**What you have to do**
In the data below, find every line that has the string "surface", and copy it.

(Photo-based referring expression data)
▶
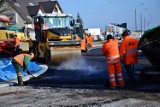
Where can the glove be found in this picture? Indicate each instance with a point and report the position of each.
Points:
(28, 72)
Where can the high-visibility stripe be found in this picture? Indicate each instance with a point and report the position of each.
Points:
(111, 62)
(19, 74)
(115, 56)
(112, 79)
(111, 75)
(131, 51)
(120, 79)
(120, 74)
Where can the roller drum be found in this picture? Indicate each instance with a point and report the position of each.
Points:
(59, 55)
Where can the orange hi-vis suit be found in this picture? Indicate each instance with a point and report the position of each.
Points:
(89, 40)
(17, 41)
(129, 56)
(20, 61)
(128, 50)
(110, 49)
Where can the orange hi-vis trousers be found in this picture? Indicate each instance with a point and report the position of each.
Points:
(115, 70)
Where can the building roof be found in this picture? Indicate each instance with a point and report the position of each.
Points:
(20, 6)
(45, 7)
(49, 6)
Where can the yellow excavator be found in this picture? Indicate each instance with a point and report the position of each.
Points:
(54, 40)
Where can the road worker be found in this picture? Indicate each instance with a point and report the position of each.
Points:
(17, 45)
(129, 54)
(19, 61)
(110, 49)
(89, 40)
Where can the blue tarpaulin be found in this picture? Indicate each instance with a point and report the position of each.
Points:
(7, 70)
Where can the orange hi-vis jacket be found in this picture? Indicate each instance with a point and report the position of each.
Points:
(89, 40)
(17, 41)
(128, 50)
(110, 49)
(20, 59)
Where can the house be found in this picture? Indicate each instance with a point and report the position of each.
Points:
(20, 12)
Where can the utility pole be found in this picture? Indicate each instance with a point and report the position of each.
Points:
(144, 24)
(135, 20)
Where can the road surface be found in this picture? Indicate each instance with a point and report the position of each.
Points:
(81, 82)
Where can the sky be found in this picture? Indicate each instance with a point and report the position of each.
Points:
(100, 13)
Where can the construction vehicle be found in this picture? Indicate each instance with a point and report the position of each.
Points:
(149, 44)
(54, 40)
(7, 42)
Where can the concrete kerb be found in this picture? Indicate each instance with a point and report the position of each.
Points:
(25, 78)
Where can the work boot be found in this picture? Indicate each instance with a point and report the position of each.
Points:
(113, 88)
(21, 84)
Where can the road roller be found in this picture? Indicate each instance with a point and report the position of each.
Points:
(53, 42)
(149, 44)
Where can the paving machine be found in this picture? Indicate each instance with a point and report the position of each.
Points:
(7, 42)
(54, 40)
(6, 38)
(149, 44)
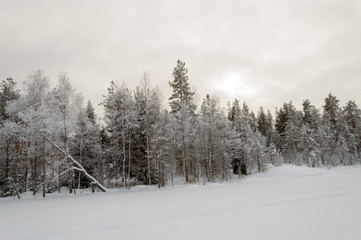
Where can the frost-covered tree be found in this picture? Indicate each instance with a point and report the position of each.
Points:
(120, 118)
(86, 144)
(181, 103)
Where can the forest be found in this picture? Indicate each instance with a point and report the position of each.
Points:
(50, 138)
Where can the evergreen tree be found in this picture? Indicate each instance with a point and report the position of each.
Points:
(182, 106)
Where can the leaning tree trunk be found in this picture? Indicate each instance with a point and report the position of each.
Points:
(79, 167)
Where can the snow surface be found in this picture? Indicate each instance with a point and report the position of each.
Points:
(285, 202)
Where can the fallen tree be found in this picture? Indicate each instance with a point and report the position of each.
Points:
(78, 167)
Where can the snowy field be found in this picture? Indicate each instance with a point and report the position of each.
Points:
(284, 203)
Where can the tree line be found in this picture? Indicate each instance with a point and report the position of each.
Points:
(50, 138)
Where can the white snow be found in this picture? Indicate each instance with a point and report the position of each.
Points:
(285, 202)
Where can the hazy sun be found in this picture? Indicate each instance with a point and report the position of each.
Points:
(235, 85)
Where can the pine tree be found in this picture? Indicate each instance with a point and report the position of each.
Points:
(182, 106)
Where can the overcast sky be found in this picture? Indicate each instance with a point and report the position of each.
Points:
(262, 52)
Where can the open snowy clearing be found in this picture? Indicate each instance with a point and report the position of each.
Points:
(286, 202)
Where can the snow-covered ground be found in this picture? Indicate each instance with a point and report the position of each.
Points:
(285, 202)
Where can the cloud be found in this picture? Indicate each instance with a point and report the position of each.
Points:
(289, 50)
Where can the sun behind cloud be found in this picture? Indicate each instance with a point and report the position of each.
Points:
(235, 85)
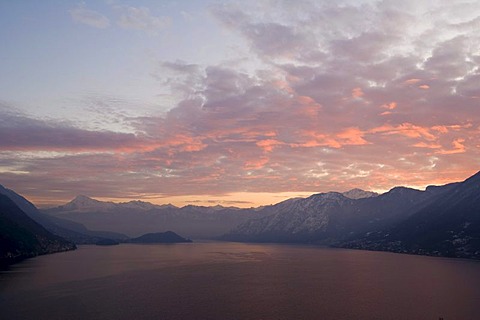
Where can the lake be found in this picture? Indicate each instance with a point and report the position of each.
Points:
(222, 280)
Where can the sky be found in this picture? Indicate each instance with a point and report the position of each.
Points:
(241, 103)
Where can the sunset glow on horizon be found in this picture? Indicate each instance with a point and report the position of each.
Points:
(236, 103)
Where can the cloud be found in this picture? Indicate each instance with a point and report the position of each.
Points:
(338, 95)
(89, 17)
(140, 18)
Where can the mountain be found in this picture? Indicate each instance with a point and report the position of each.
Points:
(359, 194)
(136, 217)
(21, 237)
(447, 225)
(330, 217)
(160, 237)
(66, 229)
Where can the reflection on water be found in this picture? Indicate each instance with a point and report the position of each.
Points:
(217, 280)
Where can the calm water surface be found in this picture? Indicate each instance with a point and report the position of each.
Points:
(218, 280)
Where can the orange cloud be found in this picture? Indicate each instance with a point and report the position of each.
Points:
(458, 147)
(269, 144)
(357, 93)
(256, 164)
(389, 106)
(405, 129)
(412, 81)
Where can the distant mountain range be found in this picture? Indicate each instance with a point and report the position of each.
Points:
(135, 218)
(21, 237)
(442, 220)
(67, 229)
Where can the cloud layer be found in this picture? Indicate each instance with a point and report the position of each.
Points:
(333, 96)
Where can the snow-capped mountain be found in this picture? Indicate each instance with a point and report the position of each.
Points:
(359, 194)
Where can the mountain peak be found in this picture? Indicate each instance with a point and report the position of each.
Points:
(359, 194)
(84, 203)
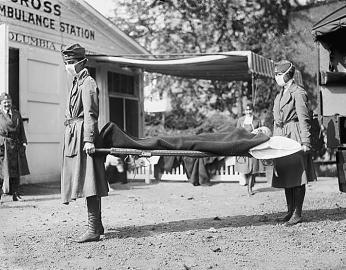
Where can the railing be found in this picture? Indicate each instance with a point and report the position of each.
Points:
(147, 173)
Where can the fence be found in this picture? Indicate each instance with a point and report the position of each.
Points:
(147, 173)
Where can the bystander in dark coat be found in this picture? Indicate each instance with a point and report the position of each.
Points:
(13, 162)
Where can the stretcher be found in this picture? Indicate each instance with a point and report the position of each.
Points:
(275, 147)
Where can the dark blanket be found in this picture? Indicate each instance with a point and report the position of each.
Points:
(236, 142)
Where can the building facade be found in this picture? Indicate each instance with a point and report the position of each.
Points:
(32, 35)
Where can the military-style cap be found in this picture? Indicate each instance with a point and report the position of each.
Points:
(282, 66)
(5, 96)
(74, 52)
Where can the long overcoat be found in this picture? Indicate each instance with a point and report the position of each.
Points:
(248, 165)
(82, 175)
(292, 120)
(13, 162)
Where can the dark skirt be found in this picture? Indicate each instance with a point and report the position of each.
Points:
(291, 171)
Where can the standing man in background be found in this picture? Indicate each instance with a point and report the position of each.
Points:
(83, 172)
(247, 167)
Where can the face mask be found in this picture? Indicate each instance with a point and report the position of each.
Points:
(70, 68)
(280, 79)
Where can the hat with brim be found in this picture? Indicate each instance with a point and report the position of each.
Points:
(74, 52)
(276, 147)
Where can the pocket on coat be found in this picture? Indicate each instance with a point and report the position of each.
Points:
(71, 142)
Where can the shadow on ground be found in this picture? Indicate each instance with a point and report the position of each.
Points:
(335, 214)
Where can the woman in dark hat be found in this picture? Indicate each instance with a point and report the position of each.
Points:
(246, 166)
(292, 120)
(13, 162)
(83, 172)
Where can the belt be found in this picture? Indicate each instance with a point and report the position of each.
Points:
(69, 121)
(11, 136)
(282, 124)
◀
**Task result**
Where can the road surface be found in this picture? Indicate each instance with a point and report the position of each.
Where can the snow surface be found in this picture? Indicate each instance with a point and report the position of each.
Where can the calm water surface be found in this picture? Indicate each instance with a point and report the position of each.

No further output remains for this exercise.